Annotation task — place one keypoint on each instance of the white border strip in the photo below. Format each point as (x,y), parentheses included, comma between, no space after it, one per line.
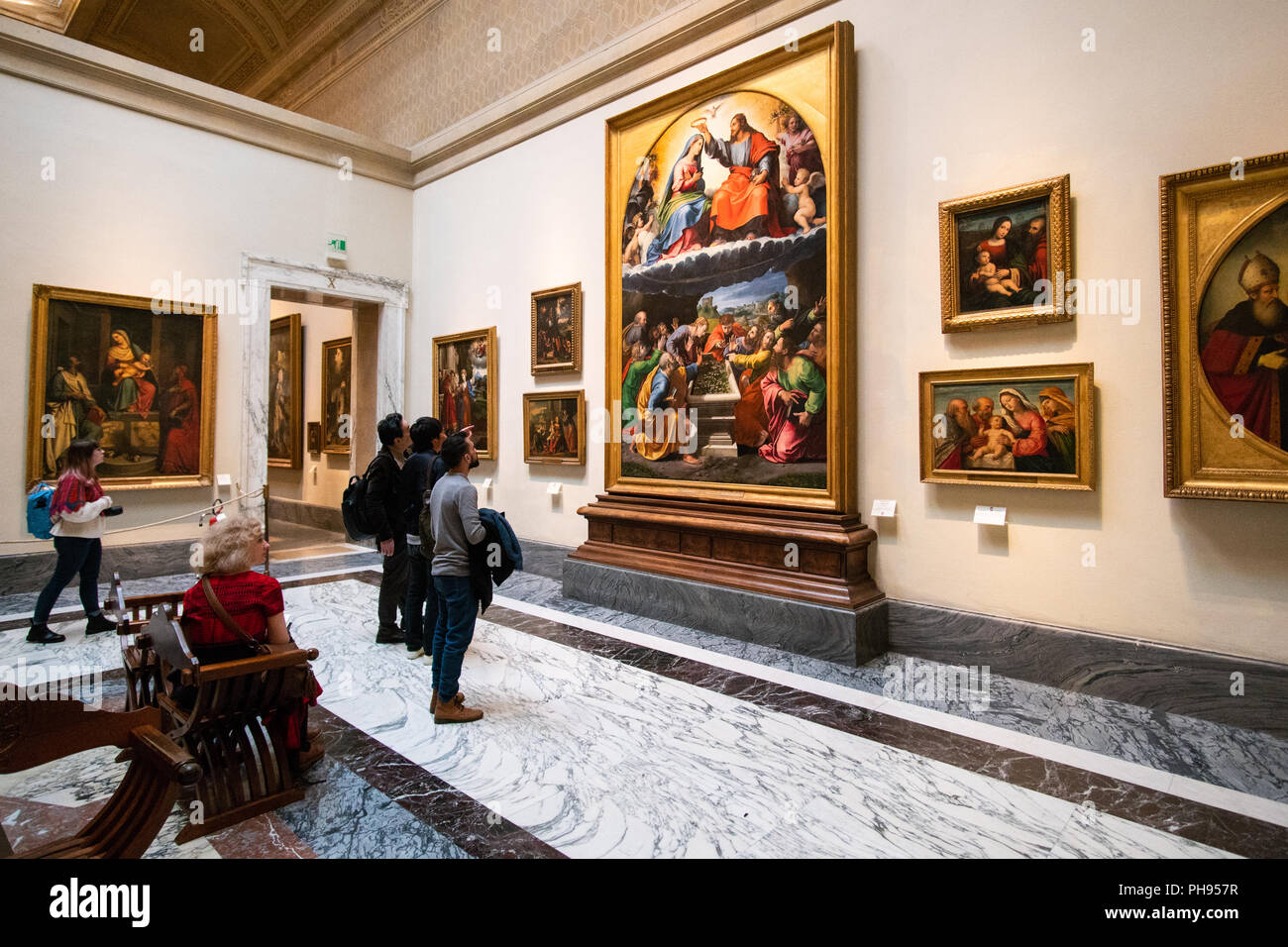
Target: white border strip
(1136,774)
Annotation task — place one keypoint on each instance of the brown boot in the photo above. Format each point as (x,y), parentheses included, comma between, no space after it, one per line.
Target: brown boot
(433,699)
(454,711)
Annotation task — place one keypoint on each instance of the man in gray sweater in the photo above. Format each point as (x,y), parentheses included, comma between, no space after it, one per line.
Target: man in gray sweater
(455,518)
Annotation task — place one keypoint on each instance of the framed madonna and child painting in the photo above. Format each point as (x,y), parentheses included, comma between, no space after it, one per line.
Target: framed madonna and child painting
(1225,330)
(729,291)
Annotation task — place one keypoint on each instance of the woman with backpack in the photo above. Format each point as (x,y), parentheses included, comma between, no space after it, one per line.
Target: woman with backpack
(76,512)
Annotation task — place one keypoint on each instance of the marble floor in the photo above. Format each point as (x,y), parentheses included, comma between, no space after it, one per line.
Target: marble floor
(612,736)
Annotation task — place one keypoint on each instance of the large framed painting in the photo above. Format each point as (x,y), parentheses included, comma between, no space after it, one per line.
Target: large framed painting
(557,329)
(729,299)
(1004,257)
(134,373)
(284,392)
(464,390)
(336,394)
(1225,330)
(555,424)
(1026,427)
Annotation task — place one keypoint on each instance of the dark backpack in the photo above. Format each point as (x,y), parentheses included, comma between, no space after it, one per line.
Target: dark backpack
(353,508)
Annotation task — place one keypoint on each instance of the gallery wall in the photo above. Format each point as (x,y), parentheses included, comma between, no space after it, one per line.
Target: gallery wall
(136,198)
(1006,98)
(322,478)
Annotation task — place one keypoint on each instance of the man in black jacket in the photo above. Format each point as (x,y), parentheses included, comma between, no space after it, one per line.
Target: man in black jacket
(419,475)
(385,514)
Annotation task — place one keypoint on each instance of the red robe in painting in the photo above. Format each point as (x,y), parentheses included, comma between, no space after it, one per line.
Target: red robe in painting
(1241,386)
(181,415)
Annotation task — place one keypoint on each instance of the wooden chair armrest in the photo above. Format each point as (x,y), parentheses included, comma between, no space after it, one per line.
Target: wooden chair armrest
(154,746)
(252,665)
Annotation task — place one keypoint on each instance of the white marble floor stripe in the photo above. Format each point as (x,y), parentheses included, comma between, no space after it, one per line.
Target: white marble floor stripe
(603,759)
(1184,788)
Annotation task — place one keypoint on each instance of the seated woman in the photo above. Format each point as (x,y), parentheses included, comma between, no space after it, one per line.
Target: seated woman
(254,602)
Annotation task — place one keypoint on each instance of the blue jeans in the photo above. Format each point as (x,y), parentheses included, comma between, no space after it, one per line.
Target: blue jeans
(75,554)
(458,608)
(420,609)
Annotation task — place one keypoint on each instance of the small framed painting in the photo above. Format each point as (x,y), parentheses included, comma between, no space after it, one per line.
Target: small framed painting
(336,394)
(557,329)
(284,392)
(555,424)
(1225,331)
(1026,427)
(1004,257)
(464,394)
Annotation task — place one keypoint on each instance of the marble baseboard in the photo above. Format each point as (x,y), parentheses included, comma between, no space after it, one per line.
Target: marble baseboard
(1155,677)
(305,514)
(30,571)
(832,634)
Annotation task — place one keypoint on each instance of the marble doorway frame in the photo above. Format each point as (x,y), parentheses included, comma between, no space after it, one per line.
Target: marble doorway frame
(261,274)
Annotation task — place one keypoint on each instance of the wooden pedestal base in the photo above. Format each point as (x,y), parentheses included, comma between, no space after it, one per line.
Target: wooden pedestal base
(811,557)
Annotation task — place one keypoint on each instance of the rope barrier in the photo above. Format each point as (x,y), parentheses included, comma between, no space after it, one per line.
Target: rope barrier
(160,522)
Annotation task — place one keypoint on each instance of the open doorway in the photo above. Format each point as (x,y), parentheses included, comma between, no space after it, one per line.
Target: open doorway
(322,347)
(312,393)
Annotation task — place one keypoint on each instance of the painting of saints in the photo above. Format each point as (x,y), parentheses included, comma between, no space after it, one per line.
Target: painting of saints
(1245,357)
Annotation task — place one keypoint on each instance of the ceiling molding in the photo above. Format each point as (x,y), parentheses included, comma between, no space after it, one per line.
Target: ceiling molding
(40,55)
(631,62)
(617,68)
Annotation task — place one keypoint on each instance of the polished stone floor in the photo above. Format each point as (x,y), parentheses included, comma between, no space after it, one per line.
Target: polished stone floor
(614,736)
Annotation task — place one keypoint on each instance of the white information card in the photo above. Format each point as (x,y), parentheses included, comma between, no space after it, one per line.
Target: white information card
(991,515)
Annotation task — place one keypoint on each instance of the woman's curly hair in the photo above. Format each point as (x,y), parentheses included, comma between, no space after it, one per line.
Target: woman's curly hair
(224,551)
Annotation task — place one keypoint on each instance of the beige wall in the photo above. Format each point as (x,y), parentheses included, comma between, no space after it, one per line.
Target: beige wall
(133,200)
(1006,98)
(323,476)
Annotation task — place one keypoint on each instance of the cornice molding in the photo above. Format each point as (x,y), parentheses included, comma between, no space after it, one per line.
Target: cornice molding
(43,56)
(622,65)
(625,64)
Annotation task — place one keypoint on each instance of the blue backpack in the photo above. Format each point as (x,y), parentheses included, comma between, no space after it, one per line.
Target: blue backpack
(38,512)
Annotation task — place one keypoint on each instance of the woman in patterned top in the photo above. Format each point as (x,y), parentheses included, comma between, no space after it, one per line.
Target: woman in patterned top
(76,512)
(231,551)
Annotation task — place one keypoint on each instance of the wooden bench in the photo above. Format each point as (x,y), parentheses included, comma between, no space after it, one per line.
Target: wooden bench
(132,616)
(226,723)
(35,732)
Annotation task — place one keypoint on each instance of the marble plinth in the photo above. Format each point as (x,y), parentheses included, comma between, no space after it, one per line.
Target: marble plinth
(844,635)
(1175,681)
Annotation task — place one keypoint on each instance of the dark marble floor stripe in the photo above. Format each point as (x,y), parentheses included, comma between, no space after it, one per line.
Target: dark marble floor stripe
(1196,821)
(475,827)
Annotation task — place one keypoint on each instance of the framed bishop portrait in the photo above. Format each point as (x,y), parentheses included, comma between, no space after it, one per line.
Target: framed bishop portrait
(1225,330)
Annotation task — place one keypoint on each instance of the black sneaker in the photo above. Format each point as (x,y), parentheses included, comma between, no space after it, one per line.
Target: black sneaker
(40,634)
(99,622)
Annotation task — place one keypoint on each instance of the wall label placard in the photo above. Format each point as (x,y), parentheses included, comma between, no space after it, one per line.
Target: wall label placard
(991,515)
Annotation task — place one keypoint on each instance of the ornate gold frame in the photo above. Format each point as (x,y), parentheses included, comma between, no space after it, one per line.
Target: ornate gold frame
(326,347)
(1086,388)
(952,318)
(629,133)
(1202,214)
(529,398)
(296,359)
(575,365)
(489,335)
(40,338)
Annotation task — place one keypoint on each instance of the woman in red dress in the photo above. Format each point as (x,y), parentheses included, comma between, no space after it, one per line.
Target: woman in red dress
(254,602)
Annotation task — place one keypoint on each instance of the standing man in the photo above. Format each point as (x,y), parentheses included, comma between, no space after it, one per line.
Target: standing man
(419,474)
(385,514)
(455,514)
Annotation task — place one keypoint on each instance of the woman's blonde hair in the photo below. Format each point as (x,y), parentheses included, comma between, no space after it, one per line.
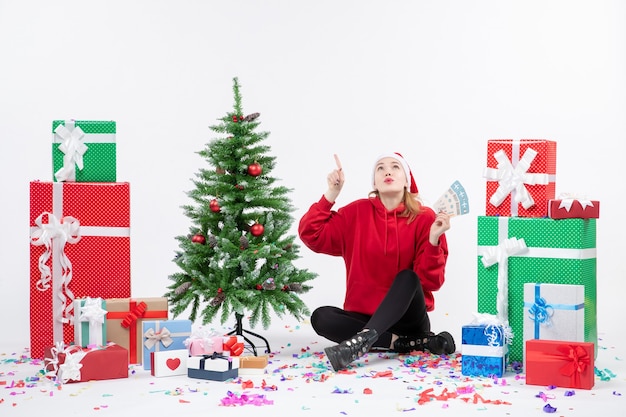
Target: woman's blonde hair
(412,204)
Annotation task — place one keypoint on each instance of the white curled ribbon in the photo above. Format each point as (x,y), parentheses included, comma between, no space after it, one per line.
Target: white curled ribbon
(567,199)
(153,337)
(93,313)
(70,368)
(514,178)
(60,232)
(500,254)
(73,148)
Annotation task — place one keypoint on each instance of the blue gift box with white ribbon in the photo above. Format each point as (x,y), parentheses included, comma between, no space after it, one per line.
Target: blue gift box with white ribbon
(484,350)
(163,335)
(554,312)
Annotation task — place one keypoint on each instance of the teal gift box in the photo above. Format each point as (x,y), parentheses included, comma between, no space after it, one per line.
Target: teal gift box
(90,322)
(163,335)
(84,151)
(513,251)
(554,312)
(484,350)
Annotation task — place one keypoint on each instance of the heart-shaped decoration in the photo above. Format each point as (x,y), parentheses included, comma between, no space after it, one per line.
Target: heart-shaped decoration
(173,364)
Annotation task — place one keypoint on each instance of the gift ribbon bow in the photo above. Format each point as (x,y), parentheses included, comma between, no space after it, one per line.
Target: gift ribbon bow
(136,313)
(577,360)
(497,332)
(541,311)
(70,368)
(93,313)
(500,254)
(73,149)
(66,230)
(153,337)
(568,199)
(514,178)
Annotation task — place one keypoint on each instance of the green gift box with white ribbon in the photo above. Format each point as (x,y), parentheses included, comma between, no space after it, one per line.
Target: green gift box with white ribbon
(84,151)
(513,251)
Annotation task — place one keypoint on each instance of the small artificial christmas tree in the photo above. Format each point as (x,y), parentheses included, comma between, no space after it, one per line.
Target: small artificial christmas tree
(238,255)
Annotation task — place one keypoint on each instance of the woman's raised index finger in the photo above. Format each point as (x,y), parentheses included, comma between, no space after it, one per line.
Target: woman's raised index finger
(337,161)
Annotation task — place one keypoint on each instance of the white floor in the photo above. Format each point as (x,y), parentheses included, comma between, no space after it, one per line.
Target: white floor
(299,381)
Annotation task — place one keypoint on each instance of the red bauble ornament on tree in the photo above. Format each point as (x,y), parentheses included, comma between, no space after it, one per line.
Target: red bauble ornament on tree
(257,229)
(198,238)
(255,169)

* [Challenge]: Rewrite the rows from the line containing "the woman's raised" through the end of the rows, changing "keypoint" to "marker" and leaving everything else the same.

* [Correct answer]:
Annotation task — place one marker on each instance of the woman's raised index finger in the photo above. Format each point as (x,y), parentheses included, comma between, no space after it, one per line.
Target: woman's raised index finger
(337,161)
Annotation task — place one marker on each instance of the white floor in the photo above. Format each point as (x,y), parentheses included, comma between, no space after it, one per line.
Target: white floor
(299,381)
Annotation task — place one marker on each instance of the red bauble ornament on tree in the photo above. Format each point as (x,y), parentheses included, comma between, no space after it, one per line.
Target: red bauble ornament on tree
(257,229)
(198,238)
(255,169)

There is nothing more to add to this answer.